• Te verwerken regels:
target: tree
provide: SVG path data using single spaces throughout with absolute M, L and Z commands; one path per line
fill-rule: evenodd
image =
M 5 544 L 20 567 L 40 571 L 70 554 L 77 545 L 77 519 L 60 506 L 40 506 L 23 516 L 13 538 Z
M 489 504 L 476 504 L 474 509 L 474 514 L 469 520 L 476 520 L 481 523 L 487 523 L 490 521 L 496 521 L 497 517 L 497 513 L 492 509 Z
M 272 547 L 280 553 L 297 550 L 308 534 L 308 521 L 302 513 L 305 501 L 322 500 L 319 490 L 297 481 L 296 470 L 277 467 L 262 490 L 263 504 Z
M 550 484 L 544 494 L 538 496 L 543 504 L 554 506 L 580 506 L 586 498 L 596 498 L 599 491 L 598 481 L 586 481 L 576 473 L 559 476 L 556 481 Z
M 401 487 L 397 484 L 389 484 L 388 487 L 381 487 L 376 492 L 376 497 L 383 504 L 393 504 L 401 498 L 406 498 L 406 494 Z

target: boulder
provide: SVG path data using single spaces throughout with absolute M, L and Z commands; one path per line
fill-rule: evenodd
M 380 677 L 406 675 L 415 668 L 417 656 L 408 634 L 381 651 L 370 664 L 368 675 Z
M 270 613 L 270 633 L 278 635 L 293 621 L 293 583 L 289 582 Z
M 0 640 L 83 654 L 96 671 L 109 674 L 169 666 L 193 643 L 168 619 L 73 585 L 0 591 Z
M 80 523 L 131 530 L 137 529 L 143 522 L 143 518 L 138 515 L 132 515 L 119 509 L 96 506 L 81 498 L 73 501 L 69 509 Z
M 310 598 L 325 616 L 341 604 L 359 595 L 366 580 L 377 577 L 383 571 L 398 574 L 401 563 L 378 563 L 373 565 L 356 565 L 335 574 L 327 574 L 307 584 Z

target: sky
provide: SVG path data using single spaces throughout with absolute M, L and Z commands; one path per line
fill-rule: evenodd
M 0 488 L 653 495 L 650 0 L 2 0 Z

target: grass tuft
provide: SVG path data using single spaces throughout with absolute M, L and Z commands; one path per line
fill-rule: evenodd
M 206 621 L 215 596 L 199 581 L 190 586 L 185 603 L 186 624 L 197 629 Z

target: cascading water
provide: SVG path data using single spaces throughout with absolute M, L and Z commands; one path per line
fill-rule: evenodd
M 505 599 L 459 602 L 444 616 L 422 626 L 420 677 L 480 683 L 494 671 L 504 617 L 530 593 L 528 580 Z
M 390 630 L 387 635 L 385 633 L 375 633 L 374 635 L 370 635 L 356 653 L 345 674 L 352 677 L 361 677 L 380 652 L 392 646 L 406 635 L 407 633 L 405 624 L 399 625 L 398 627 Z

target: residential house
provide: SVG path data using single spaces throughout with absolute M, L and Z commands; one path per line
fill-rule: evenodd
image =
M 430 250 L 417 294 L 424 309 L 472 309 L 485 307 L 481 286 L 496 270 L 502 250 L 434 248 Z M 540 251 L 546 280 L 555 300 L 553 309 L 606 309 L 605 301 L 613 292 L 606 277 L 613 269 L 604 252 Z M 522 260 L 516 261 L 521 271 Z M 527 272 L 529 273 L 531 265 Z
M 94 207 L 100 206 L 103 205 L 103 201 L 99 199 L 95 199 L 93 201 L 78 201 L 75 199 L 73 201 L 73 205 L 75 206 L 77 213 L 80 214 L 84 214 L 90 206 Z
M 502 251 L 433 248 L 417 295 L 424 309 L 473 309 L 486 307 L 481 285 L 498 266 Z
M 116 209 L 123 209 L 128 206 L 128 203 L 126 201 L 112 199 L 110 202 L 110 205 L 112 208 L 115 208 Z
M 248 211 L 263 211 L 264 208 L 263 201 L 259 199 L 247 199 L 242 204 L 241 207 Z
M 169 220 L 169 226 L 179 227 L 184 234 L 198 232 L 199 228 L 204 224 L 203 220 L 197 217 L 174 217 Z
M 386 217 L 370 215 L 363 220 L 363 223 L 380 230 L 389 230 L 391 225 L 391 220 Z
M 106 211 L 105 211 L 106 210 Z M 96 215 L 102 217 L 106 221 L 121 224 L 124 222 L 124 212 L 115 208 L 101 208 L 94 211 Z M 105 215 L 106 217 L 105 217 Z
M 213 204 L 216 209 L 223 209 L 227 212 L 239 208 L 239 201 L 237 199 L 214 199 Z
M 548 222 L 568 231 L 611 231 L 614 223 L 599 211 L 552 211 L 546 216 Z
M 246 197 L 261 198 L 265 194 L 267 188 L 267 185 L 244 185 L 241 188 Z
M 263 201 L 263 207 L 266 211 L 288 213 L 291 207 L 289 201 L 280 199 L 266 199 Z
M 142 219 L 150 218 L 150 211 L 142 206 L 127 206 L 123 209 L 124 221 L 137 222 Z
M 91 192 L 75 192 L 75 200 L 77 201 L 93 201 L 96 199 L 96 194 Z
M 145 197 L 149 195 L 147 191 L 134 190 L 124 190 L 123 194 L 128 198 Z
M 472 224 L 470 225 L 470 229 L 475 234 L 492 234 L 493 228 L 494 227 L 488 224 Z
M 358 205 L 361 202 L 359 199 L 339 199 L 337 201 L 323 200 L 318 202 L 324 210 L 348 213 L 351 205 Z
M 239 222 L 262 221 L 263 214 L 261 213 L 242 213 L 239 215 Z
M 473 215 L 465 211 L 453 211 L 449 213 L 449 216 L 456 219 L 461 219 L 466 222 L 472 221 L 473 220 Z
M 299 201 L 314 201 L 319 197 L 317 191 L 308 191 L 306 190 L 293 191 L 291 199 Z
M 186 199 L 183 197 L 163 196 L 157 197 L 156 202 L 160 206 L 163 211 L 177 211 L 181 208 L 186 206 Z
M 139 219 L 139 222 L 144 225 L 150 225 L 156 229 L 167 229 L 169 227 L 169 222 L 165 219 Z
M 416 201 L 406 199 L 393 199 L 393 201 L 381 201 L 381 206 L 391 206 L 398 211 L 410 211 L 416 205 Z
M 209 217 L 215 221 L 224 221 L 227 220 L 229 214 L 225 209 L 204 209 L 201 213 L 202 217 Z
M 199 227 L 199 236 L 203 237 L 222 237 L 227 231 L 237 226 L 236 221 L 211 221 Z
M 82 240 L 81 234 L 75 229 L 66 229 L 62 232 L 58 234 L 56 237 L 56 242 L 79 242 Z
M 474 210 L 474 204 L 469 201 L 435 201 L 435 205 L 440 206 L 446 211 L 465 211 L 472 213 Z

• Doel: Schrijf alle regels hierboven ongewijzigd over.

• Resultaat:
target: tree
provide: SVG path data using single spaces throughout with absolute M, L and Z commands; one path per line
fill-rule: evenodd
image =
M 5 544 L 20 567 L 40 571 L 70 554 L 77 545 L 77 519 L 60 506 L 40 506 L 23 516 L 13 538 Z
M 489 504 L 476 504 L 474 509 L 474 514 L 469 520 L 476 520 L 481 523 L 487 523 L 490 521 L 496 521 L 497 517 L 497 513 L 492 509 Z
M 272 547 L 280 553 L 297 550 L 308 534 L 308 521 L 302 513 L 305 501 L 322 500 L 319 490 L 297 481 L 296 470 L 277 467 L 262 490 L 263 504 Z
M 550 484 L 544 494 L 538 496 L 543 504 L 554 506 L 580 506 L 586 498 L 596 498 L 599 491 L 598 481 L 586 481 L 576 473 L 559 476 L 556 481 Z
M 401 487 L 397 484 L 389 484 L 388 487 L 381 487 L 376 492 L 376 497 L 383 504 L 393 504 L 401 498 L 406 498 L 406 494 Z

target: boulder
provide: SVG path data using single spaces throughout with absolute M, L and Z commands; one path per line
fill-rule: evenodd
M 380 677 L 406 675 L 415 668 L 417 656 L 408 634 L 381 651 L 370 664 L 368 675 Z
M 270 613 L 270 633 L 278 635 L 293 621 L 293 583 L 289 582 Z
M 0 640 L 83 654 L 96 671 L 109 674 L 169 666 L 193 643 L 168 619 L 73 585 L 0 591 Z
M 80 523 L 131 530 L 137 529 L 143 522 L 143 518 L 138 515 L 132 515 L 119 509 L 96 506 L 81 498 L 73 501 L 69 509 Z
M 310 598 L 325 616 L 341 604 L 359 595 L 366 580 L 377 577 L 383 571 L 398 574 L 401 563 L 378 563 L 373 565 L 356 565 L 335 574 L 327 574 L 307 584 Z

target: sky
provide: SVG path data using single spaces throughout with absolute M, L and Z commands; one path per line
fill-rule: evenodd
M 0 488 L 653 495 L 650 0 L 2 0 Z

target: grass tuft
provide: SVG path data using single spaces throughout with absolute M, L and Z commands; one path per line
fill-rule: evenodd
M 206 621 L 215 596 L 199 581 L 190 586 L 185 603 L 186 624 L 197 629 Z

target: cascading water
provide: SVG path data using single spaces throughout with absolute M, L and Z commands; one path per line
fill-rule: evenodd
M 505 599 L 459 602 L 444 616 L 422 626 L 420 677 L 480 683 L 494 671 L 504 617 L 530 593 L 528 580 Z
M 390 630 L 387 635 L 385 633 L 375 633 L 374 635 L 370 635 L 356 653 L 345 674 L 352 677 L 361 677 L 380 652 L 392 646 L 406 635 L 407 633 L 405 624 L 399 625 L 398 627 Z

target: residential house
provide: SVG path data using single spaces throughout with absolute M, L and Z commands; one path per line
fill-rule: evenodd
image =
M 430 250 L 417 294 L 424 309 L 472 309 L 485 307 L 481 286 L 496 270 L 502 250 L 434 248 Z M 540 251 L 546 280 L 555 300 L 553 309 L 606 309 L 605 301 L 613 292 L 606 277 L 613 269 L 604 252 Z M 522 260 L 516 261 L 521 271 Z M 527 272 L 529 273 L 531 265 Z
M 94 207 L 100 206 L 103 205 L 103 201 L 99 199 L 95 199 L 93 201 L 78 201 L 75 199 L 73 201 L 73 205 L 75 206 L 77 213 L 80 214 L 84 214 L 90 206 Z
M 502 251 L 433 248 L 417 295 L 424 309 L 473 309 L 486 307 L 481 285 L 498 266 Z
M 116 209 L 123 209 L 128 206 L 128 203 L 126 201 L 112 199 L 110 202 L 110 205 L 112 208 L 115 208 Z
M 248 211 L 263 211 L 264 208 L 263 201 L 259 199 L 247 199 L 242 204 L 241 207 Z
M 169 220 L 169 226 L 179 227 L 184 234 L 198 232 L 199 228 L 204 224 L 203 220 L 197 217 L 174 217 Z
M 386 217 L 370 215 L 363 220 L 363 223 L 380 230 L 389 230 L 391 225 L 391 220 Z
M 106 211 L 105 211 L 106 210 Z M 96 215 L 102 217 L 106 221 L 121 224 L 124 222 L 124 212 L 115 208 L 101 208 L 94 211 Z M 105 215 L 106 217 L 105 217 Z
M 213 204 L 216 209 L 223 209 L 227 212 L 239 208 L 239 201 L 237 199 L 214 199 Z
M 548 222 L 568 231 L 611 231 L 614 223 L 599 211 L 552 211 L 546 216 Z
M 246 197 L 261 198 L 265 194 L 267 188 L 267 185 L 244 185 L 241 188 Z
M 263 201 L 263 207 L 266 211 L 288 213 L 291 207 L 289 201 L 280 199 L 266 199 Z
M 142 219 L 150 218 L 150 211 L 142 206 L 127 206 L 123 209 L 124 221 L 137 222 Z
M 91 192 L 75 192 L 75 200 L 77 201 L 93 201 L 96 199 L 96 194 Z
M 145 197 L 149 195 L 147 191 L 134 190 L 124 190 L 123 194 L 128 198 Z
M 472 224 L 470 225 L 470 229 L 475 234 L 492 234 L 493 228 L 494 227 L 488 224 Z
M 358 205 L 361 202 L 359 199 L 339 199 L 337 201 L 323 200 L 318 202 L 324 210 L 348 213 L 351 205 Z
M 239 222 L 262 221 L 263 214 L 261 213 L 242 213 L 239 215 Z
M 473 215 L 465 211 L 453 211 L 449 213 L 449 216 L 456 219 L 461 219 L 466 222 L 472 221 L 473 220 Z
M 299 201 L 314 201 L 319 197 L 317 191 L 308 191 L 306 190 L 293 191 L 291 199 Z
M 186 199 L 183 197 L 163 196 L 157 197 L 156 202 L 160 206 L 163 211 L 177 211 L 181 208 L 186 206 Z
M 139 219 L 139 222 L 144 225 L 150 225 L 156 229 L 167 229 L 169 227 L 169 222 L 165 219 Z
M 416 201 L 406 199 L 393 199 L 393 201 L 381 201 L 381 206 L 391 206 L 398 211 L 410 211 L 416 205 Z
M 209 217 L 215 221 L 224 221 L 227 220 L 229 214 L 225 209 L 204 209 L 201 213 L 202 217 Z
M 199 227 L 199 236 L 203 237 L 222 237 L 227 231 L 237 226 L 236 221 L 211 221 Z
M 82 240 L 81 234 L 75 229 L 66 229 L 62 232 L 58 234 L 56 237 L 56 242 L 79 242 Z
M 474 210 L 474 204 L 469 201 L 435 201 L 435 205 L 440 206 L 446 211 L 465 211 L 472 213 Z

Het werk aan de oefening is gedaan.